SUPPLIED PASSAGE:

start

# Forum Home Renovation Rendering  Coloured /tinted render

## villageidiot

Our 1960s block of units is looking a bit dated with its dark red bricks typical of the era. It has been suggested that we render the outside of the building to modernise it, along with new garage doors and glass balastrades etc. 
Our body corporate has obtained a quote for normal cement rendering which seems quite reasonable. However we are concerned about the ongoing maintenance and painting costs of having render instead of bricks. It has been suggested we can use a coloured/tinted render instead of the normal cement render so we wont ever have to paint the building. I believe it is called acrylic render? 
I am wondering if the extra cost of this coloured render is worth it given that we will supposedly never have to paint the building again as we would have to do every 10 years or so if we used normal render.  
Does anyone have any suggestions? Also how much more per sq metre would this coloured render cost over standard render, and would never having to paint it negate the extra outlay in the beginning? Thanks in advance.

----------


## nww1969

Cant answer your questions but,
A two story house up the road was built with blue board and just been rendered.
Is a light beige with vertical grooves and was troweled on in the beige colour.
Looks like it has just been painted, was finished in one day with four workers. 
Sounds more like some kind of acrylic render rather than a cement render.

----------


## cherub65

You can color cement render with oxide which has very limited color options.
Or use products like Granosite which can have any color suitable for outdoors added.

----------


## myla

Hi, 
Common issues for a lot of people.  
Most renderers do one of the following: 
Technique a.
1. First basecoat (cement and sand out of a bag)
2. Second basecoat (cement and sand out of bag)
3. Texture coat/tinted render as its called (out of bucket, tinted to color) 
Technique b.
1. Sand and cement render (sometimes a third finishing coat)
2. Paint with solaguard/weathershield 
The texture coat is what makes render look good whether you standing a metre from it or 10m from it. Sand and cement render will look a little rougher at a metre, fine at 10m, but still most people like it. 
The tinted render is actually a more high maintenance finish, paint is the better way to go and you can get 15yrs+ if use good quality paint and put on 3 coats. 
Tinted render looks great once put on but after 1-2yrs you see the dirt on it unless a "dark" colour. Patch-up is also very difficult on tinted render as opposed to cement render and paint. 
Most manufacturers will not give any warranty on "tinted render" that is not painted.
Thanks

----------


## villageidiot

Some interesting thoughts so far everyone. Thanks. 
Just to make sure we are talking about the same thing, here is a link to one brand....  ALFRESCO Fine Sand acrylic render - Renders :: Acrylic Render 
You can see the various colour options by clicking on the colour chart.  
Other brand names include Granosite, AcraTex etc. I assume they are all similar or is one brand greatly superior? 
I am very surprised to hear though that the tinted render is more high maintenance than painting, as we were led to believe otherwise.  
Myla, what do you mean when you say 'Most manufacturers will not give any warranty on "tinted render" that is not painted', as surely the tinted render does not need painting?

end

Edit the render thread: write out everything from "2. Second basecoat" down to "people like it.", changing "solaguard/weathershield" to "weatherproof paint". Work only from the render thread.

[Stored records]

start

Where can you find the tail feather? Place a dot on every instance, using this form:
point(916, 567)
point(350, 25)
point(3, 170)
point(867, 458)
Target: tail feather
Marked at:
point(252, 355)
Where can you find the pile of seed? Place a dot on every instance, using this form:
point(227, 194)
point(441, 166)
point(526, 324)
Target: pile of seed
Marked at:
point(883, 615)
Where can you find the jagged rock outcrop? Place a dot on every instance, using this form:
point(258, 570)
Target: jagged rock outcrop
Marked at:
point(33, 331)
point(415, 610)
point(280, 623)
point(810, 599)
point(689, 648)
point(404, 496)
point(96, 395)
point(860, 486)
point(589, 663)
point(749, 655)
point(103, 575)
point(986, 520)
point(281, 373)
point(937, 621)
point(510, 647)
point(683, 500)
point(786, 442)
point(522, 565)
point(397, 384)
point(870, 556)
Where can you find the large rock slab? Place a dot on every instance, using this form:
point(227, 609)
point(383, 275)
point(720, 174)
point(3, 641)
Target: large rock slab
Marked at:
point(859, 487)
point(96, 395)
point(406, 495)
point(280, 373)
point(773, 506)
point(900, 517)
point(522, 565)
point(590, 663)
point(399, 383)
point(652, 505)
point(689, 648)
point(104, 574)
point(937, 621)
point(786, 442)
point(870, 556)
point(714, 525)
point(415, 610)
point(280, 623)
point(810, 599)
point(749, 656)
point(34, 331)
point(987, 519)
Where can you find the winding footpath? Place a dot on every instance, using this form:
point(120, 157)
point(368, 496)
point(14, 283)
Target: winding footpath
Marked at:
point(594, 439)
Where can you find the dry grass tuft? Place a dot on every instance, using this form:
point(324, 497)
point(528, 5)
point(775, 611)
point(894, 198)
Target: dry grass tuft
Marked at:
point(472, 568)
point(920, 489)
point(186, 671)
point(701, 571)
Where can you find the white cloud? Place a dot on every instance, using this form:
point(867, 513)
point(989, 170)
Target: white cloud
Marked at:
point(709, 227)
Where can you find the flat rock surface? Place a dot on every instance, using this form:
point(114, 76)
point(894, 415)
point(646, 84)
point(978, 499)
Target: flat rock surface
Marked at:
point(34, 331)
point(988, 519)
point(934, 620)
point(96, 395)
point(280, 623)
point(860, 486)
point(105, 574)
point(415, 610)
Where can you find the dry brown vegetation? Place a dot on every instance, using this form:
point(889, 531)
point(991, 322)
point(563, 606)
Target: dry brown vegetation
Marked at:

end

ANSWER TO THIS TASK:
2. Second basecoat (cement and sand out of bag)
3. Texture coat/tinted render as its called (out of bucket, tinted to color) 
Technique b.
1. Sand and cement render (sometimes a third finishing coat)
2. Paint with weatherproof paint 
The texture coat is what makes render look good whether you standing a metre from it or 10m from it. Sand and cement render will look a little rougher at a metre, fine at 10m, but still most people like it.